Instructions for the task: Leaving every image behind, reproduce the records word for word.

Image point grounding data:
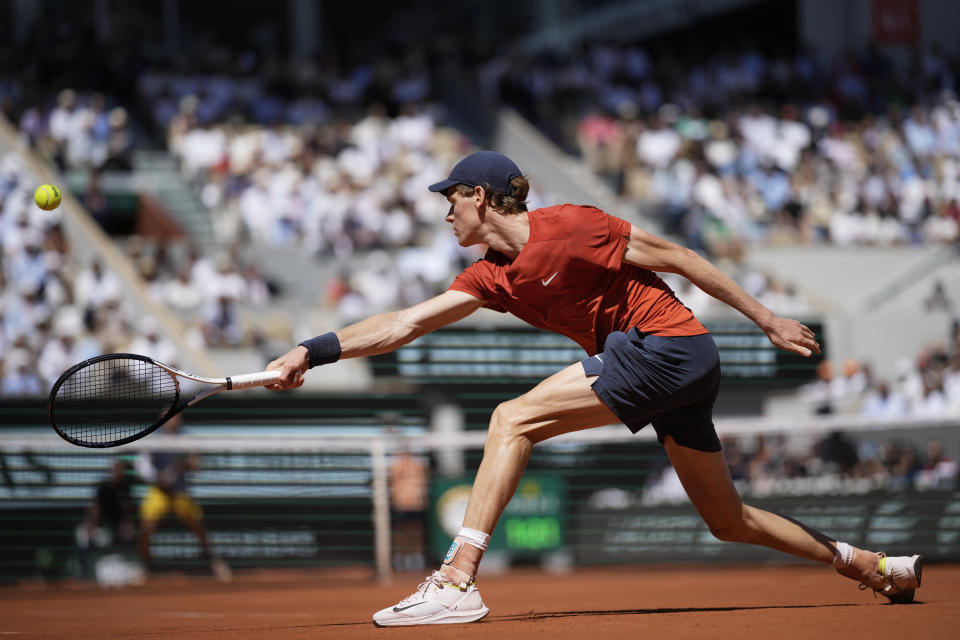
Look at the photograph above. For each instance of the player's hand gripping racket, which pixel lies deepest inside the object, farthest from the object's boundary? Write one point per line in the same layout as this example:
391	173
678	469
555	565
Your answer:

Answer space:
Look at the photograph above. For each instance of the player's hand gripping racket, which pixel lies deepest inside the object, farthest from the object's boundary? Write one point per line in the same layout as this example:
391	173
678	469
555	565
Your answer:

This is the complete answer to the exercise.